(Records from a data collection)
[Start of Attachment]
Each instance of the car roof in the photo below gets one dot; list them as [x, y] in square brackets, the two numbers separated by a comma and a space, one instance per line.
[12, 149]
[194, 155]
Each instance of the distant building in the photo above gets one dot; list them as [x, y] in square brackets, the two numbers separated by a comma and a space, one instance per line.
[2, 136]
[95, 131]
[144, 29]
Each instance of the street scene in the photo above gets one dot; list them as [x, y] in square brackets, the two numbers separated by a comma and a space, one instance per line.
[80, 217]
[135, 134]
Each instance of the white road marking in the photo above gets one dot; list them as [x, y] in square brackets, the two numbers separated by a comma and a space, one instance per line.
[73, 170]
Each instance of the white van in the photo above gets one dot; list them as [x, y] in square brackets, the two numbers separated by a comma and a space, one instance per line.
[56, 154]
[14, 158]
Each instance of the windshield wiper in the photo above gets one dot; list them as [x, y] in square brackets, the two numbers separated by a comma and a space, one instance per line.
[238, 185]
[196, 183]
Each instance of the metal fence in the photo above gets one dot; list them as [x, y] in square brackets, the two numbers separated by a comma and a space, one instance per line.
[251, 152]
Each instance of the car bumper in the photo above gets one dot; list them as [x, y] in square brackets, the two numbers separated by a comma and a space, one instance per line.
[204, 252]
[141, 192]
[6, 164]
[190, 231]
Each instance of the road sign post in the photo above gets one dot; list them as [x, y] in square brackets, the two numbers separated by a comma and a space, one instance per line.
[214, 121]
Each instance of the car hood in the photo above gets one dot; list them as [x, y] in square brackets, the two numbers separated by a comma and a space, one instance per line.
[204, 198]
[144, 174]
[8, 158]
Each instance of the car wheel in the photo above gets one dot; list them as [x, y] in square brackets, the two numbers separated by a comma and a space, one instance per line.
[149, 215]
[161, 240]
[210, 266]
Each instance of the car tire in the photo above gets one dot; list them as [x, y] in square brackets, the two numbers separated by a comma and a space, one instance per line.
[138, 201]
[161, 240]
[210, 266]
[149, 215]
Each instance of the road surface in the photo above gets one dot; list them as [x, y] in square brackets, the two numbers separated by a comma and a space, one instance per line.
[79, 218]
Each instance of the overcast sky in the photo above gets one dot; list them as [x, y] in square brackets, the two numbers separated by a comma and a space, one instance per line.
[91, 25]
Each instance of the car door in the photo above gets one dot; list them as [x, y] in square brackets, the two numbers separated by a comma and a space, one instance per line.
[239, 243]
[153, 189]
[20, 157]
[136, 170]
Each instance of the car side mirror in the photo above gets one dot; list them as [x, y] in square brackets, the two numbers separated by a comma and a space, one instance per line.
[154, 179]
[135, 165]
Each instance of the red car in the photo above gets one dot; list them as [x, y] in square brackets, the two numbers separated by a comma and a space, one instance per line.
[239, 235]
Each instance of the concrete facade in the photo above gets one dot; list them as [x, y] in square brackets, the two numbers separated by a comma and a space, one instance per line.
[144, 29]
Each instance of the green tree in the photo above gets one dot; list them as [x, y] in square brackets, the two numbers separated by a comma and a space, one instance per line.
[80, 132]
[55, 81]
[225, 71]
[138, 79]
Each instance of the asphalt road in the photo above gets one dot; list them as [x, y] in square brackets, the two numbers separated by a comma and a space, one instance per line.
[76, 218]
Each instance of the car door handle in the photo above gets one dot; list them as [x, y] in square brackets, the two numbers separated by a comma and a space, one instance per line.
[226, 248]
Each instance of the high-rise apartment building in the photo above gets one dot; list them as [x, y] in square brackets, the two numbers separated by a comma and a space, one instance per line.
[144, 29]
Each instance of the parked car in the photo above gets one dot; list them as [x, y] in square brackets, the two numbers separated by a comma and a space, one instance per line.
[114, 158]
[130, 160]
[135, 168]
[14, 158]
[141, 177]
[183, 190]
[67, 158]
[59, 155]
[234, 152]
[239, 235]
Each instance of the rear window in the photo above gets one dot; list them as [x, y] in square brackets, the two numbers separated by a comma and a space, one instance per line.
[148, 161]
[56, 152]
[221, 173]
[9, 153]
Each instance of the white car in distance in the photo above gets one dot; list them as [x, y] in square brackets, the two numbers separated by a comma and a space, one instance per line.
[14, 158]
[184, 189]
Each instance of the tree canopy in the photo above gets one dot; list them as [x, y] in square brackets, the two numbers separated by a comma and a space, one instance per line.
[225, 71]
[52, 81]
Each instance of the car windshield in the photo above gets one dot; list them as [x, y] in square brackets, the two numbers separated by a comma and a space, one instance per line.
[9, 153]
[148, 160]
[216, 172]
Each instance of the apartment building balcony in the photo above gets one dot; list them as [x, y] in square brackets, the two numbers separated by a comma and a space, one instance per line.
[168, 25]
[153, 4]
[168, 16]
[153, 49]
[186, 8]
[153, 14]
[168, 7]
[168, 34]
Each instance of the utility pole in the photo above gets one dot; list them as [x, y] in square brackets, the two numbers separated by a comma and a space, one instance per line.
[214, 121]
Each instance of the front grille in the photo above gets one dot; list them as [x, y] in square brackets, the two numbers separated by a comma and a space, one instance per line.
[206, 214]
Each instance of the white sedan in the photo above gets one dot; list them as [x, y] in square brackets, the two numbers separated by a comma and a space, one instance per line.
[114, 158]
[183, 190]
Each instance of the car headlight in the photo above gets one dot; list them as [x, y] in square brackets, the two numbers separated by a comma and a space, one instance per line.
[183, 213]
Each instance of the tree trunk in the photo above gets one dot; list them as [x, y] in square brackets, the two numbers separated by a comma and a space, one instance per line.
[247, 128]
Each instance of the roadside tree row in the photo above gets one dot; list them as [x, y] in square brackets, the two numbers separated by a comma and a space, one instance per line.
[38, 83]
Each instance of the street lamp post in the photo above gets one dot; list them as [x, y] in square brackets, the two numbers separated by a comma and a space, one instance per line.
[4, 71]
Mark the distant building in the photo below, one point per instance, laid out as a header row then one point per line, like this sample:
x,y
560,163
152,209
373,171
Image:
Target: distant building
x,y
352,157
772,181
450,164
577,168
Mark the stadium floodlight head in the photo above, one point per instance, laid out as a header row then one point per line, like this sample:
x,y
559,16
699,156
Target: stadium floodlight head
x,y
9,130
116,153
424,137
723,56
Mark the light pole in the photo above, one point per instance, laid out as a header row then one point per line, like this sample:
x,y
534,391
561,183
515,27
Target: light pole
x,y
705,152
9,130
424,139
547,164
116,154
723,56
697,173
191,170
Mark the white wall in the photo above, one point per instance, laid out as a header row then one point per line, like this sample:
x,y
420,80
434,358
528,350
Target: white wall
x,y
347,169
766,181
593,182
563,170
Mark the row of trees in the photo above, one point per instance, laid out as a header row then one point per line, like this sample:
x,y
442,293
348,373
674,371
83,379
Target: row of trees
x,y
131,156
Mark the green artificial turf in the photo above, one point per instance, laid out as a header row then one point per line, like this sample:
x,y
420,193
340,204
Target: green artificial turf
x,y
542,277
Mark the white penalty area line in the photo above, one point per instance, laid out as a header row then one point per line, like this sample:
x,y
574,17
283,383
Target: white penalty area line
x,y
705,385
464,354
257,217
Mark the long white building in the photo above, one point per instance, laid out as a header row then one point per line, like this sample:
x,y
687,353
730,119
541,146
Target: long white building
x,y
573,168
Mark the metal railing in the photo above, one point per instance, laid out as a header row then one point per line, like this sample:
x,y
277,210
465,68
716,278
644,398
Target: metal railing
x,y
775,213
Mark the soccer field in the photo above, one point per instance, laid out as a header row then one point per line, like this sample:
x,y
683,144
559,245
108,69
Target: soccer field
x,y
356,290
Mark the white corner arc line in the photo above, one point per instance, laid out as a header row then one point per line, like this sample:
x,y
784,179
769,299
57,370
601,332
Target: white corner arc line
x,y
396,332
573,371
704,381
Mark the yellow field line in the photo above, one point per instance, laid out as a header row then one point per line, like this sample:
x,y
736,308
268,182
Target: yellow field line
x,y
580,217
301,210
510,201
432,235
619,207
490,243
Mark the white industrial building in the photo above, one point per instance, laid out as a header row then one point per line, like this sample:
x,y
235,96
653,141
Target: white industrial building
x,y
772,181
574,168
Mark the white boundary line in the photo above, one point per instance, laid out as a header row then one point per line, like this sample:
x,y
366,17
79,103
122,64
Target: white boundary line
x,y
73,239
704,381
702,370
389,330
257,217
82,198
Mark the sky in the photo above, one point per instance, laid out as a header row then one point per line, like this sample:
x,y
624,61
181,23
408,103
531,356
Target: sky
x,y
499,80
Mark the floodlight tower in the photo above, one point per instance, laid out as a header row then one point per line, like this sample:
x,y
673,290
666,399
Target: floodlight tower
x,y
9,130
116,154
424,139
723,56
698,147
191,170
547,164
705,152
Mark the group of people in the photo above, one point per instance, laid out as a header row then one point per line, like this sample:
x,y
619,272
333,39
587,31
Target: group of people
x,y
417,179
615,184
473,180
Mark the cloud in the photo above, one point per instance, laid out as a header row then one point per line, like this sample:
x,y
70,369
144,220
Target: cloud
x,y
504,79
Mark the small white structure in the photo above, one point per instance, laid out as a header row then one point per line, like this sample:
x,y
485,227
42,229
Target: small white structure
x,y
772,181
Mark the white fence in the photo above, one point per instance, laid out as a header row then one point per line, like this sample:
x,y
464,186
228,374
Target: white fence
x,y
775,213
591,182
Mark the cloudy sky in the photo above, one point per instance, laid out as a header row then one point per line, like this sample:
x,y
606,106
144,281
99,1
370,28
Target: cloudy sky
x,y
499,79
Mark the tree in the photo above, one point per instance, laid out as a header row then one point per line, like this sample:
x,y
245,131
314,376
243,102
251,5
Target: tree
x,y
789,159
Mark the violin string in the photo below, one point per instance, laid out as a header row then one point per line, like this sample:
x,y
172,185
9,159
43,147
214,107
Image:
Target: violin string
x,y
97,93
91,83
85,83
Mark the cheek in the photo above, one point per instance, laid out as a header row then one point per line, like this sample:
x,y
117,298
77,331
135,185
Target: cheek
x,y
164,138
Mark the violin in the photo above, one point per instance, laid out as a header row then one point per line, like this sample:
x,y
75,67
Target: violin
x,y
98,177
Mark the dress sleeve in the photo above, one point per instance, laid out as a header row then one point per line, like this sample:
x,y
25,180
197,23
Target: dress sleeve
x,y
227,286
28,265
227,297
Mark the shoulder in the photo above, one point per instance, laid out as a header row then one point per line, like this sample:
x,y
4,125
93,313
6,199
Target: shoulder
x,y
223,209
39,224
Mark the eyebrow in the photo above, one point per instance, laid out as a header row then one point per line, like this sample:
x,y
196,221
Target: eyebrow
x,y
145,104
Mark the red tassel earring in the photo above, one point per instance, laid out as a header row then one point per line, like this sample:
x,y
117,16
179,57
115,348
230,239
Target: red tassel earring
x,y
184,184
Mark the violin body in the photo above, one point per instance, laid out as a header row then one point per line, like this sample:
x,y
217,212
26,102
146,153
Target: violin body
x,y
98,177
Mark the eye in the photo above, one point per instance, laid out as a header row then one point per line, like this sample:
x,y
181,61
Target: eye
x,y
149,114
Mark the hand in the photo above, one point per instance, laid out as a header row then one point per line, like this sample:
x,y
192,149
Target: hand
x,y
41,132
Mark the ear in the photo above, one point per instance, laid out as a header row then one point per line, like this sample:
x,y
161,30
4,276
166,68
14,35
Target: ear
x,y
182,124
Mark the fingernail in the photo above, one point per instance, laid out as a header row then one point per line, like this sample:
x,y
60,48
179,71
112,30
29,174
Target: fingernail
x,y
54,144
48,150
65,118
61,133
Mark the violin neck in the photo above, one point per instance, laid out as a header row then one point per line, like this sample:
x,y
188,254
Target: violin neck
[End of Attachment]
Task directions:
The answer must consist of each line from the data that includes the string "neck".

Exercise output:
Mark the violin neck in the photo above, one point per instance, laid out as a header row then one point per line, like this sample:
Target: violin neck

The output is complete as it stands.